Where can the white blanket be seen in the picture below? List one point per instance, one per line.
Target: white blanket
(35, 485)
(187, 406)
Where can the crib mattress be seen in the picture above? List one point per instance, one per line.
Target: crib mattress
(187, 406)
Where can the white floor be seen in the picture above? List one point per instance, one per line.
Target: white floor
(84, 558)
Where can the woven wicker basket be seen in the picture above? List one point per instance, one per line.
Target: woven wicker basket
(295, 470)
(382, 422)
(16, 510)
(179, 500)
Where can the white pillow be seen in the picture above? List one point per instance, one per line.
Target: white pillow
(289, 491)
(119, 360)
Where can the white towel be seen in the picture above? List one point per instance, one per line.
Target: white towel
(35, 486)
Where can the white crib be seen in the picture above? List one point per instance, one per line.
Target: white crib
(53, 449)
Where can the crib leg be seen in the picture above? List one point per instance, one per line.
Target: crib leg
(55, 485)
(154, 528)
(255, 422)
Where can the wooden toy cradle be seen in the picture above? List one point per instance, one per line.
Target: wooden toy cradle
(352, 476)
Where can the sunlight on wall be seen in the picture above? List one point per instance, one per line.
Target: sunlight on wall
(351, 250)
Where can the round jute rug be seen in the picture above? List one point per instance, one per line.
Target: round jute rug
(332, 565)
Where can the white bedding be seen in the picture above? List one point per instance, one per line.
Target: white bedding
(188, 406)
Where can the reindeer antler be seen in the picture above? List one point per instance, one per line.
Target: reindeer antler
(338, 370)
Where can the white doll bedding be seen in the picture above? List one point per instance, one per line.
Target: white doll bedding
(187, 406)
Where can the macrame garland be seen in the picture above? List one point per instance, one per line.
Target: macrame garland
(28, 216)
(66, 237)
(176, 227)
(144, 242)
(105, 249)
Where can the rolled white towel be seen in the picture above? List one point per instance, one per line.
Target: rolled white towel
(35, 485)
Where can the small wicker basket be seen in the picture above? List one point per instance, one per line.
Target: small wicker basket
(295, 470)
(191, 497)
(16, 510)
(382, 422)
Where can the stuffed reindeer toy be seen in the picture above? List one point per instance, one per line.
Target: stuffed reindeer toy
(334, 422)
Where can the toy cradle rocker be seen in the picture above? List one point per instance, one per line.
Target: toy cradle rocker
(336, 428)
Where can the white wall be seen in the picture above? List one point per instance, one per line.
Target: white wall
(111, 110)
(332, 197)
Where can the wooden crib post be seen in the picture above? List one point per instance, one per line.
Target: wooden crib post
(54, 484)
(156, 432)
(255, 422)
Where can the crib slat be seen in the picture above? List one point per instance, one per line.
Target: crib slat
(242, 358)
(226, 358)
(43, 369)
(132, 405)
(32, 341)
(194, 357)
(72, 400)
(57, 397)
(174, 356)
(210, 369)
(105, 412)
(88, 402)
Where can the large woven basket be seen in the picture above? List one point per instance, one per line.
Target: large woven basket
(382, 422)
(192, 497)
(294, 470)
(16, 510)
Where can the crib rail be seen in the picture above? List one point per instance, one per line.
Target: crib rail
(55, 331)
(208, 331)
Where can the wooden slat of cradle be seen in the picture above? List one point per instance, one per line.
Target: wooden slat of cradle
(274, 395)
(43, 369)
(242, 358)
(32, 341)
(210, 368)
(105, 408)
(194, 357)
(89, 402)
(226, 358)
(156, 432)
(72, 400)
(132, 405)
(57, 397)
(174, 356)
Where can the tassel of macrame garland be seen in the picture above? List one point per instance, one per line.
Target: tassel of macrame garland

◆ **Given request**
Retype the whole listing, matching it exactly.

◆ **Task output**
Where can the white blanket be seen in the picture below? List one point per instance, one per line.
Target: white blanket
(35, 485)
(187, 406)
Where can the crib mattress be seen in the picture above? List one point per instance, one per line.
Target: crib mattress
(187, 406)
Where can the white floor be seen in the picture above? List one point per instance, one per line.
Target: white floor
(84, 558)
Where can the woven wicker basket be seen in the picture above? List one point per instance, one per line.
Target: woven wicker basket
(295, 470)
(382, 422)
(16, 510)
(179, 500)
Where can the white pillow be seen in the picture above? List one point per instance, one per line.
Target: white pillow
(289, 491)
(119, 360)
Where can the white towel be seen in the picture above? List one point per instance, one per line.
Target: white towel
(35, 486)
Where can the white crib be seen in the picture above? List one point per instance, one per line.
Target: white crib
(53, 449)
Where can the crib leg be seen in the picture above? List one point per instance, one per line.
Target: crib leg
(55, 485)
(154, 528)
(255, 422)
Where can the wooden toy cradle be seen in the picture above? List one point per instance, one per line.
Target: wooden toy cradle
(352, 476)
Where can the sunlight on wall be seen in the picture above? List one point per instance, one per line.
Target: sunlight on wall
(351, 250)
Where can the round jute rug be seen in the picture above? List one point per instance, one per line.
Target: round jute rug
(332, 565)
Where can the white bedding be seen in the picture above? List one point per instance, one per line.
Target: white bedding
(188, 406)
Where can the reindeer antler be seen in the picture above? List one point per instance, one per line.
Target: reindeer antler
(338, 370)
Where can the white doll bedding be seen in the picture above? List one point per instance, one per line.
Target: white doll bedding
(187, 406)
Where can the macrame garland be seen in the picture above? List one point per instance, one per line.
Target: macrame garland
(28, 216)
(66, 237)
(176, 227)
(144, 242)
(105, 249)
Where can the rolled white towel be seen in the picture above? List one point per instance, one per line.
Target: rolled white towel
(35, 485)
Where can the small wicker basket be seen in the picture above? List one point per instance, one per line.
Target: small wicker basket
(295, 470)
(191, 497)
(16, 510)
(382, 422)
Where can the stuffed reindeer toy be seen in the picture above? List one point per instance, one per line.
Target: stuffed reindeer toy
(334, 422)
Where can the toy cradle rocker be seen in the picture above? List one point per instance, one per line.
Target: toy cradle rocker
(336, 428)
Where can the white wall be seen in the picture above? List one point per instance, one per line.
Target: white wall
(111, 110)
(332, 197)
Where can the wooden crib post be seen in the picture above? List one point per instance, one per line.
Target: wooden crib post
(54, 484)
(156, 432)
(255, 422)
Where can the crib slat be seen in the picture above? List one point per instance, one per line.
Target: crib slat
(242, 358)
(226, 358)
(43, 369)
(132, 405)
(32, 341)
(194, 357)
(72, 400)
(57, 397)
(174, 356)
(210, 369)
(105, 412)
(88, 402)
Where can the large woven basket be seen in the picture above? List one point per instance, one per line.
Target: large woven basket
(382, 422)
(192, 497)
(294, 470)
(16, 510)
Where can the crib rail be seen in the picture above? List one point per instance, one per line.
Target: crib rail
(55, 331)
(208, 331)
Where can the wooden slat of cradle be seen in the picture above? List one point per instance, one per line.
Target: wooden slat of cradle
(274, 395)
(43, 369)
(242, 358)
(32, 341)
(210, 368)
(105, 408)
(194, 357)
(89, 402)
(226, 358)
(156, 432)
(72, 400)
(132, 405)
(57, 397)
(174, 356)
Where can the tassel of macrame garland be seen in the picture above? List one point per instance, one per line.
Target: tassel of macrame garland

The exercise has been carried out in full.